** Opening DATA SHOWN block **

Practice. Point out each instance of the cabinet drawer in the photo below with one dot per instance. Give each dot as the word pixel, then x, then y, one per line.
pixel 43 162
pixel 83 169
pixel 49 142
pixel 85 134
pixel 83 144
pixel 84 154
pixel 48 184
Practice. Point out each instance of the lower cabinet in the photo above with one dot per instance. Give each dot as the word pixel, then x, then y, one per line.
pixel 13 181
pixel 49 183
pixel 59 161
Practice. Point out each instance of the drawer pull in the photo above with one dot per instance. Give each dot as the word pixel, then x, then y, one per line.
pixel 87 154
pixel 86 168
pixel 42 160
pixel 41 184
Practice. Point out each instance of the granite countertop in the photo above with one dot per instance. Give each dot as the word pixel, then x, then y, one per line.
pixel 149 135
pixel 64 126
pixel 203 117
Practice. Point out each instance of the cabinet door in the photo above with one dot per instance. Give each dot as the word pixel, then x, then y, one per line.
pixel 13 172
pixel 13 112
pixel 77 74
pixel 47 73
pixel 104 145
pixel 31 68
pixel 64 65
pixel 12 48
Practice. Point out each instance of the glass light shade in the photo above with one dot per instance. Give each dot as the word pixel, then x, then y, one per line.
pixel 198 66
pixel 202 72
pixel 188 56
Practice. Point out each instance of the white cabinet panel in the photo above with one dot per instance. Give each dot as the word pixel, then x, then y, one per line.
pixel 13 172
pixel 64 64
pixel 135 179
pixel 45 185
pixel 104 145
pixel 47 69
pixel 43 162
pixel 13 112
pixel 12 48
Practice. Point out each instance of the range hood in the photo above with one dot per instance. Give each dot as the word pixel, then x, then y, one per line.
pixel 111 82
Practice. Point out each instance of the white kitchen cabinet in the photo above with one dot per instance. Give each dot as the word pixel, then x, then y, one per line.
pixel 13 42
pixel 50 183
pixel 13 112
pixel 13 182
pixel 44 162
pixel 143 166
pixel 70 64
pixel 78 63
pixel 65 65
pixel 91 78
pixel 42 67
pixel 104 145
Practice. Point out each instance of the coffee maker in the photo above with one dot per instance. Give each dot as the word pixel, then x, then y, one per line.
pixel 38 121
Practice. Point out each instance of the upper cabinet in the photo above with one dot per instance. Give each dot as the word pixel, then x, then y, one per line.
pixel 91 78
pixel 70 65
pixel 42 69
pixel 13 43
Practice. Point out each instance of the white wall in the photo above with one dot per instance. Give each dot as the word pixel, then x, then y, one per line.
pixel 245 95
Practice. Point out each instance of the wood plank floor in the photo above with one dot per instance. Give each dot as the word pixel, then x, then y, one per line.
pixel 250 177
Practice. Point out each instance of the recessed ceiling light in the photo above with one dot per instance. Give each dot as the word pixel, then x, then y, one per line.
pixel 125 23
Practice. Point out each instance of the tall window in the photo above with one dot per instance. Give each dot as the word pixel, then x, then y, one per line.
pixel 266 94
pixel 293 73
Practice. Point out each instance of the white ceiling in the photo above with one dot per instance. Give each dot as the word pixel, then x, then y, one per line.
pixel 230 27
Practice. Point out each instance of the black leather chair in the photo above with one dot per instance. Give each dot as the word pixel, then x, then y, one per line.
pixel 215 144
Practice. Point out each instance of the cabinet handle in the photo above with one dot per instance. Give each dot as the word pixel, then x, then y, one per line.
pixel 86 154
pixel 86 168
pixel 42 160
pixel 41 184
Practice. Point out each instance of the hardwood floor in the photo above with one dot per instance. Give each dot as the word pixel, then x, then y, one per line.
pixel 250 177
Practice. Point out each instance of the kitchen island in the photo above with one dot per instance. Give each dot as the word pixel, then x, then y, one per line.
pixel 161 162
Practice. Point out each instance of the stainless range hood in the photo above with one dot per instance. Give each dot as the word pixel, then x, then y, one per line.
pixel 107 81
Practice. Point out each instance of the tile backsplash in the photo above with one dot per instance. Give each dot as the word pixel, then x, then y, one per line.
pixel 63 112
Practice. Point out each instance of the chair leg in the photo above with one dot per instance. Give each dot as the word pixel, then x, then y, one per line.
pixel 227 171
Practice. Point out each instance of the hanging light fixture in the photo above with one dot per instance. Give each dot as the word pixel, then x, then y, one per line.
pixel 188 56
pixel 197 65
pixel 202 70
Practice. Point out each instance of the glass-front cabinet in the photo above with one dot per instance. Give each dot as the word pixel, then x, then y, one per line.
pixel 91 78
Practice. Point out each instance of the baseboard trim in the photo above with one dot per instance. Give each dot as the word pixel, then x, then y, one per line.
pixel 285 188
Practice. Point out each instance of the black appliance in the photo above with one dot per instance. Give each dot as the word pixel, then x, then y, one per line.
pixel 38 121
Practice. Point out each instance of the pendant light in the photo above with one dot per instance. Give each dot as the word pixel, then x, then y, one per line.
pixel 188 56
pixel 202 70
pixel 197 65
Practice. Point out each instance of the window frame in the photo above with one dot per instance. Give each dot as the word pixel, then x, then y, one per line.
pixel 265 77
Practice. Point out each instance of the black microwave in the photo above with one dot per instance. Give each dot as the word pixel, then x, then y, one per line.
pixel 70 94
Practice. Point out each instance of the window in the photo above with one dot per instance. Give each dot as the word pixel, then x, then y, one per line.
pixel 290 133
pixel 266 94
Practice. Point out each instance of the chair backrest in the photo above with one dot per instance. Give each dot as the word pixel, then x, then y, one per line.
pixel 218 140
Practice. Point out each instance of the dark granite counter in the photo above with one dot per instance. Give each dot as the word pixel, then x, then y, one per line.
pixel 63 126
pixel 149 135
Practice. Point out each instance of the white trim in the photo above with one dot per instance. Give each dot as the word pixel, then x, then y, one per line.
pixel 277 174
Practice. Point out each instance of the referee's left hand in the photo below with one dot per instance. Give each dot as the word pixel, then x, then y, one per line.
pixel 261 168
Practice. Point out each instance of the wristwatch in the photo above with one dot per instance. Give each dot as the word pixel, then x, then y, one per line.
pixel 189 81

** Closing DATA SHOWN block **

■ DESCRIPTION OF THE TASK: Once you have read the records, repeat them all exactly.

■ EXERCISE SOLUTION:
Practice. Point out each instance of the cabinet drawer in the photo below with one dot per instance. Give each dot as the word pixel, then x, then y, one per line.
pixel 43 162
pixel 83 169
pixel 49 142
pixel 85 134
pixel 83 144
pixel 84 154
pixel 48 184
Practice. Point out each instance of the lower cabinet in the photo above with one dot per instance. Give each dot as the word pixel, then x, then y, one per line.
pixel 13 181
pixel 49 183
pixel 59 161
Practice. Point out each instance of the drawer pull in the photo above with one dot per instance. Give each dot as the word pixel, then x, then y, one per line.
pixel 87 154
pixel 86 168
pixel 42 160
pixel 41 184
Practice. Point out each instance of the granite countertop in the photo above with one dot per instance. Give each dot as the word pixel, then x, then y, one per line.
pixel 149 135
pixel 64 126
pixel 203 117
Practice. Point out each instance of the cabinet door in the photo above with one dot per instance. Give each dot as the word pixel, then x, then y, one per line.
pixel 13 172
pixel 13 112
pixel 77 74
pixel 47 73
pixel 104 145
pixel 31 68
pixel 64 65
pixel 12 48
Practice. Point out each instance of the glass light shade in the photo above with one dot per instance. Give each dot as the word pixel, then x, then y, one per line.
pixel 198 66
pixel 202 72
pixel 188 56
Practice. Point out each instance of the white cabinet panel in the photo above with one dot per instance. Give each dot as the word pixel, then x, then y, one per line.
pixel 13 172
pixel 64 64
pixel 135 179
pixel 45 185
pixel 104 145
pixel 47 69
pixel 43 162
pixel 13 112
pixel 12 48
Practice. Point out each instance of the range hood in the photo above with one dot per instance. Give each dot as the word pixel, then x, then y, one per line.
pixel 111 82
Practice. Point out each instance of the white kitchen cabinet in the photo above with one dot per instance. Give each dot as the word pixel, then x, then y, one per line.
pixel 13 42
pixel 50 183
pixel 13 112
pixel 13 182
pixel 44 162
pixel 143 166
pixel 70 64
pixel 78 63
pixel 65 65
pixel 91 78
pixel 42 67
pixel 104 145
Practice. Point out each instance of the coffee maker in the photo above with one dot per instance. Give each dot as the word pixel, then x, then y, one per line.
pixel 38 121
Practice. Point out each instance of the upper cabinet in the photo above with one dot per instance. Give each dot as the word pixel, then x, then y, one per line.
pixel 91 78
pixel 70 65
pixel 42 69
pixel 13 43
Practice. Point out each instance of the white wall in the photo above with one dot per instance. Give each dot as the word pixel, then x, then y, one per line.
pixel 245 95
Practice. Point out each instance of the wood plank floor in the photo above with one dot per instance. Give each dot as the word pixel, then x, then y, one per line.
pixel 250 177
Practice. Point out each instance of the recessed ceiling light in the photo above with one dot per instance. Give each dot as the word pixel, then x, then y, one per line.
pixel 125 23
Practice. Point out each instance of the tall window in the photo above with one dot per instance. Give each dot as the word pixel, then x, then y, one per line.
pixel 266 94
pixel 293 73
Practice. Point out each instance of the white ceiling in the photo above with one dot per instance. Give each dot as the word pixel, then x, then y, one per line.
pixel 230 27
Practice. Point out each instance of the black leather chair in the photo above with one dot per instance. Give each dot as the word pixel, then x, then y, one per line.
pixel 215 144
Practice. Point out each instance of the cabinet handle in the photo above with one dot per instance. Give each dot as the word pixel, then x, then y, one per line.
pixel 86 154
pixel 86 168
pixel 42 160
pixel 41 184
Practice. Point out each instance of the hardwood floor in the photo above with one dot per instance. Give each dot as the word pixel, then x, then y, one per line.
pixel 250 177
Practice. Point out each instance of the kitchen island in the photo above with one dot per instance. Give each dot as the word pixel, then x, then y, one per line.
pixel 161 162
Practice. Point out each instance of the stainless range hood in the photo above with one dot per instance. Give each dot as the word pixel, then x, then y, one per line.
pixel 107 81
Practice. Point out each instance of the tile backsplash in the photo above with one dot per instance. Give each dot as the word pixel, then x, then y, one per line.
pixel 63 112
Practice. Point out each instance of the chair leg in the photo above with one dot per instance. Give each dot as the word pixel, then x, then y, one per line.
pixel 227 171
Practice. Point out each instance of the hanging light fixture in the photo above with one dot per instance. Give each dot as the word pixel, then x, then y, one per line.
pixel 188 56
pixel 197 65
pixel 202 70
Practice. Point out each instance of the glass-front cabinet in the photo above with one dot per instance. Give each dot as the word pixel, then x, then y, one per line.
pixel 91 78
Practice. Point out each instance of the baseboard trim in the photo above with one dot per instance. Give each dot as the word pixel, then x, then y, one per line.
pixel 285 188
Practice. Point out each instance of the black appliance in the photo above with one dot per instance. Give each dot as the word pixel, then x, then y, one per line.
pixel 38 121
Practice. Point out each instance of the pendant light in the photo above with one dot per instance. Give each dot as the word pixel, then x, then y, one per line.
pixel 188 56
pixel 202 70
pixel 197 65
Practice. Point out each instance of the window frame in the photo above with one dot per instance. Give each dot as the word pixel, then x, then y, one per line.
pixel 265 77
Practice. Point out each instance of the black microwave in the photo above with one dot per instance. Give each dot as the word pixel, then x, then y, one per line.
pixel 70 94
Practice. Point out each instance of the window in the photo above with one dot per instance. Give each dot as the word pixel, then x, then y, one per line.
pixel 290 133
pixel 266 94
Practice. Point out each instance of the chair backrest in the photo above with one dot per instance. Give each dot as the word pixel, then x, then y, one per line.
pixel 218 140
Practice. Point out each instance of the dark granite counter in the photo above with one dot per instance. Give each dot as the word pixel, then x, then y, one per line.
pixel 63 126
pixel 149 135
Practice. Point out each instance of the white trim in the photo above with one dot per instance. Give each dot as the word pixel, then x, then y, one per line.
pixel 277 174
Practice. Point out each instance of the referee's left hand in the photo below with one dot per instance. Give each dot as the word pixel, then x, then y, one per line.
pixel 261 168
Practice. Point out each instance of the wristwatch in the photo above with one dot per instance. Give each dot as the word pixel, then x, then y, one per line.
pixel 189 81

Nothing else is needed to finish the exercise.